[PROBLEM STATEMENT] Transcribe verbatim every line from the line containing "Identify a point for each instance of the lawn" to the end of the entries, including both endpoints. Output nothing beyond those lines.

[SUPPLIED MATERIAL]
====
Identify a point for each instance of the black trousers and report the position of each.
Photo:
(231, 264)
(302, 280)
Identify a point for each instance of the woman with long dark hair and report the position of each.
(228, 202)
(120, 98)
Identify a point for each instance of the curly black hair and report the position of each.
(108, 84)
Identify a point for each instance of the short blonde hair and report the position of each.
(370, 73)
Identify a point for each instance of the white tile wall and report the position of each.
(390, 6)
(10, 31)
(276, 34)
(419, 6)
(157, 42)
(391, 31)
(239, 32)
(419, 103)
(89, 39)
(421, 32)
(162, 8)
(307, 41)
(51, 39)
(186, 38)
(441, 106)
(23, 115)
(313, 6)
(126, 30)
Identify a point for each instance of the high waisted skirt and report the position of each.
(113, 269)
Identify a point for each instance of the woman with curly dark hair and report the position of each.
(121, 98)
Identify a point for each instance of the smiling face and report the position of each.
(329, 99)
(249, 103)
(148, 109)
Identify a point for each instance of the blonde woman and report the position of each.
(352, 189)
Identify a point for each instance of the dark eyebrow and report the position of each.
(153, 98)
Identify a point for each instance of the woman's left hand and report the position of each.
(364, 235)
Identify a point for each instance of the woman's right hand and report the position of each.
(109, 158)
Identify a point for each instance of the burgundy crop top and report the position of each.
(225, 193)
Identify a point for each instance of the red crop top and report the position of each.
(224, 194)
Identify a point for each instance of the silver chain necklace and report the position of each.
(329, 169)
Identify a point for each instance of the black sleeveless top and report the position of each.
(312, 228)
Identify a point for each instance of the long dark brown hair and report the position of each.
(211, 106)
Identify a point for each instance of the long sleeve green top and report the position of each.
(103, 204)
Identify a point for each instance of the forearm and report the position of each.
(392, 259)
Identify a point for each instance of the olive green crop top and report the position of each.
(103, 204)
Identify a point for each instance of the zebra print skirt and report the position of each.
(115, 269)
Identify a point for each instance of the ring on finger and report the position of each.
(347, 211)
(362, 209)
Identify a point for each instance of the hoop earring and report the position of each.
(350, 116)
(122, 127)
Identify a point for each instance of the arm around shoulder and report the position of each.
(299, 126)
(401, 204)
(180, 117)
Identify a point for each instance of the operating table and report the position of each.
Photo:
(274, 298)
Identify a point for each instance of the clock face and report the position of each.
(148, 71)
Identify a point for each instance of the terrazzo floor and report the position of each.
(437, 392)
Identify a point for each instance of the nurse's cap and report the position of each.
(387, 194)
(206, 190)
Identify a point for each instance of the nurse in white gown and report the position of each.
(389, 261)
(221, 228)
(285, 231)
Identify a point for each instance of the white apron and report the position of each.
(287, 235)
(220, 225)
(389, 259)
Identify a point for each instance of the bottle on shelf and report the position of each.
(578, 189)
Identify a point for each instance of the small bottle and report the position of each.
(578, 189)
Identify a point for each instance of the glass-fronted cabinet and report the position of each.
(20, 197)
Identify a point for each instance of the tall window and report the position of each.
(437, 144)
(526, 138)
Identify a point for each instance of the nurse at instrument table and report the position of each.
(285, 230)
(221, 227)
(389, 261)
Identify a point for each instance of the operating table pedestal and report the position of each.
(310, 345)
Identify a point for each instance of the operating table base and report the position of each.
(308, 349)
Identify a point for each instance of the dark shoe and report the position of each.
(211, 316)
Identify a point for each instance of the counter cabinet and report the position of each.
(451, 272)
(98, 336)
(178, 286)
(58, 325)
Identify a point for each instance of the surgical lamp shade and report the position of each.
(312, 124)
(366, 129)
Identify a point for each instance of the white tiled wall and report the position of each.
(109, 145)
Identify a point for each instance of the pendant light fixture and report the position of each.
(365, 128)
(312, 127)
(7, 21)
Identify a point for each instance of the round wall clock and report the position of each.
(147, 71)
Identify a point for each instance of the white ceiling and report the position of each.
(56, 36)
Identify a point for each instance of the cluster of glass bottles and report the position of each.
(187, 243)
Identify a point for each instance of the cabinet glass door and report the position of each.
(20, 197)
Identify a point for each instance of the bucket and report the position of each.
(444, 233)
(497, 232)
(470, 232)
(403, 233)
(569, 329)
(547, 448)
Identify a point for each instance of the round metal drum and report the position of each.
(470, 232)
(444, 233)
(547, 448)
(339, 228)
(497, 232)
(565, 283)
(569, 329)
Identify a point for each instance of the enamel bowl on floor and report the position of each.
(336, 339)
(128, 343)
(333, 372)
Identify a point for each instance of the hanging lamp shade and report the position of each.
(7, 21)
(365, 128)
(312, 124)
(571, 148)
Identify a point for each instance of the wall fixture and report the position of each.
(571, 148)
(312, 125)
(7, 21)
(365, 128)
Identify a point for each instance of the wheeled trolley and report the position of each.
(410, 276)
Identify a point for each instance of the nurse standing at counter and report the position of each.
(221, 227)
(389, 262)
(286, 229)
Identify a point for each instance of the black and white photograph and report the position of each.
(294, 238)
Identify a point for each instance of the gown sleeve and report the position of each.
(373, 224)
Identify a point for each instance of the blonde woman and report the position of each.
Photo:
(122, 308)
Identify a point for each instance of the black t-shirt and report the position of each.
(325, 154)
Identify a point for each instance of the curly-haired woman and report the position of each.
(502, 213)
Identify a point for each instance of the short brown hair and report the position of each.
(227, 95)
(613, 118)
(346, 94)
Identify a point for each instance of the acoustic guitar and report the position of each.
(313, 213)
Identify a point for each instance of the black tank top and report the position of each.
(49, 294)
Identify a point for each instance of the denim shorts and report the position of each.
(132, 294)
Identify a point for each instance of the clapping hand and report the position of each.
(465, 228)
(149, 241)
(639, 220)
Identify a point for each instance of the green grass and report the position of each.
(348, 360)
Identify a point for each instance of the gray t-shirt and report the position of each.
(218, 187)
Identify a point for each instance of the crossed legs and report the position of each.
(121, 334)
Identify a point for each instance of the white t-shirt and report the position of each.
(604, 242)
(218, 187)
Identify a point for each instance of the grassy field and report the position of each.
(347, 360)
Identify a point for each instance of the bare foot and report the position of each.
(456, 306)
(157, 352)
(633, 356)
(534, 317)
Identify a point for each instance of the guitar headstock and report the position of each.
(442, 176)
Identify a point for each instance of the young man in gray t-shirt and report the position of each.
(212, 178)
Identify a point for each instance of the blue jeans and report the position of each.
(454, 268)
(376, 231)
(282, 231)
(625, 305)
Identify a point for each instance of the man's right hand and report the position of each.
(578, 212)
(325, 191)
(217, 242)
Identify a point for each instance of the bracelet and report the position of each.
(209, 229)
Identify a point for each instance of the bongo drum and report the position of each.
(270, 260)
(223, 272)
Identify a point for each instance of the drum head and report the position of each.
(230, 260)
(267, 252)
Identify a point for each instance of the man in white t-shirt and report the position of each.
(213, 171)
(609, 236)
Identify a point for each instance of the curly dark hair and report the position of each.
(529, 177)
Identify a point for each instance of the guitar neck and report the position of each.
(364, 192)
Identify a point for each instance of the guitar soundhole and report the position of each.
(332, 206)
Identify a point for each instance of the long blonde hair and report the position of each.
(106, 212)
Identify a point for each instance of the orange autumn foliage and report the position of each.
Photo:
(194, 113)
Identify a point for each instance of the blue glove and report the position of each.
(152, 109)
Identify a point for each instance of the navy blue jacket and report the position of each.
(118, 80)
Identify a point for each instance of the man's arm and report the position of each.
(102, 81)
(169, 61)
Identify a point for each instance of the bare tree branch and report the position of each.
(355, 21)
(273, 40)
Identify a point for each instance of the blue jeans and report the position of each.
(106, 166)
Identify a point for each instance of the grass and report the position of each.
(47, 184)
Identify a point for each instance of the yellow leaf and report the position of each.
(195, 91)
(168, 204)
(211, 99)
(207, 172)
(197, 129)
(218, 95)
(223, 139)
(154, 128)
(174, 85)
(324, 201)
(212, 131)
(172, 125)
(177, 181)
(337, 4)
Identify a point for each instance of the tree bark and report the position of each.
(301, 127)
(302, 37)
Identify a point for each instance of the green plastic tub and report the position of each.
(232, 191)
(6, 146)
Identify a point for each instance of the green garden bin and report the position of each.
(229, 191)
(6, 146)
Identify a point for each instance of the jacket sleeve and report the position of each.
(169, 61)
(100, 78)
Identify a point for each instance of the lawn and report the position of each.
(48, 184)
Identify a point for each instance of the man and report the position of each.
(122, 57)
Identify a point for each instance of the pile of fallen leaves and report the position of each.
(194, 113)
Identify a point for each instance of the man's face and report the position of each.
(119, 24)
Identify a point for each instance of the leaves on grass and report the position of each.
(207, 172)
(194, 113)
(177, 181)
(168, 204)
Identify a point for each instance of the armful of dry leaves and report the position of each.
====
[OUTPUT]
Identify a point for each instance of the lawn and report the position of each.
(48, 184)
Identify a point for each instance of the man and report the position of each.
(122, 57)
Identify a point for each instance of the pile of fallen leaves and report the position of each.
(194, 113)
Identify a point for each instance of the man's face and report the position of each.
(119, 24)
Identify a point for each instance of the leaves on grass and report the position of each.
(207, 172)
(194, 113)
(177, 181)
(168, 204)
Identify a point for each instance of the armful of dry leaves and report the position of each.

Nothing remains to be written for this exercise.